== TASK REQUIREMENTS ==
Everything from the line that holds "Can you find the desert" through the end of the data below should be output exactly, both ends included.

== RECORD EXTRACTS ==
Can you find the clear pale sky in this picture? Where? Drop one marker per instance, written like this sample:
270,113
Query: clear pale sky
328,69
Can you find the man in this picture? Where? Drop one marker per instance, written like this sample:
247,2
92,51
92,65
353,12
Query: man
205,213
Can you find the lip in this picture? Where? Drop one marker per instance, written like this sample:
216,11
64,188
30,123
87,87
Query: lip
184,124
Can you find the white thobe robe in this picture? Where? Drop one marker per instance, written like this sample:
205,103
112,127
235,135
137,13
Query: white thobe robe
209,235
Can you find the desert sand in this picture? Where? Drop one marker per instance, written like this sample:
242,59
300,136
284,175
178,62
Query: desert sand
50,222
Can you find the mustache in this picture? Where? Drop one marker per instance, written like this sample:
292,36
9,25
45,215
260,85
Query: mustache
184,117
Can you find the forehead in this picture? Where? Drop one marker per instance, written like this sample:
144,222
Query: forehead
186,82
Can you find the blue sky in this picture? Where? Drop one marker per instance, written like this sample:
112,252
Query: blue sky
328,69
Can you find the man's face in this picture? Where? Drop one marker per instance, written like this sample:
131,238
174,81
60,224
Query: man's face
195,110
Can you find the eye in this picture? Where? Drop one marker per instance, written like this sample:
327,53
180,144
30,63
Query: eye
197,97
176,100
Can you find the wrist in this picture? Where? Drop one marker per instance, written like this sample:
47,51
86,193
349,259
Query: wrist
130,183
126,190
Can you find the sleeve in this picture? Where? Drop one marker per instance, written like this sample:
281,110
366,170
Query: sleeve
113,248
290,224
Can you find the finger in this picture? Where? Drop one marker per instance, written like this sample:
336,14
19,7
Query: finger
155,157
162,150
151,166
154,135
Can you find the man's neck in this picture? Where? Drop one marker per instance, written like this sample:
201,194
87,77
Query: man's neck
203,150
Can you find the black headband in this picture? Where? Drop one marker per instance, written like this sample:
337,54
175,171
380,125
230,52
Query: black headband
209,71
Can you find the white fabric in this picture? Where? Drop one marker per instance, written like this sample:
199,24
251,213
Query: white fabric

== TASK SOLUTION ==
Can you find the desert sand in this picture? Where? Drop one marker per instance, written like this sample:
242,59
300,136
284,175
178,62
Query: desert sand
50,222
Can you find the mustache in this picture? Where? Drop one marker per instance, written like this sample:
292,36
9,25
45,215
260,85
Query: mustache
184,117
Can you find the forehead in this picture? Where? Drop one marker per instance, written like this sample:
144,222
Query: forehead
186,82
Can you find the blue sky in this picture? Where? Drop one marker per instance, written like this sample:
112,252
Query: blue sky
328,69
Can you find the man's face in this picture? Where? Drop one marker per instance, written like this sample:
131,238
174,81
60,224
Query: man's face
195,110
Can you find the eye in this picture? Where? Drop one marker per instance, written like this sample:
327,53
180,144
30,63
Query: eye
197,97
176,100
Can you find the wrist in this picture? Where? Drop one marker per instance, written like this sample:
47,51
86,193
349,259
Query: wrist
130,183
126,190
Can you find the sleeve in this picture? Where? Drop one marker per instance, written like this sample:
281,110
366,170
Query: sleeve
113,248
290,224
Can you find the finger in this picture? Where? Drop one marker per instance, written like this sample:
336,14
19,7
Query: finger
155,157
162,150
151,166
154,135
Can you find the man's neck in this picture? Where? Drop one marker per instance, written like this sample:
201,194
87,77
Query: man's neck
203,150
Can you find the black headband in this picture? Where? Drop one marker per instance, written like this sample:
337,54
175,171
380,125
230,52
Query: black headband
209,71
Can you find the white fabric in this picture? Where? Drop one marker per instance, written like this sample:
199,24
251,213
Query: white fabric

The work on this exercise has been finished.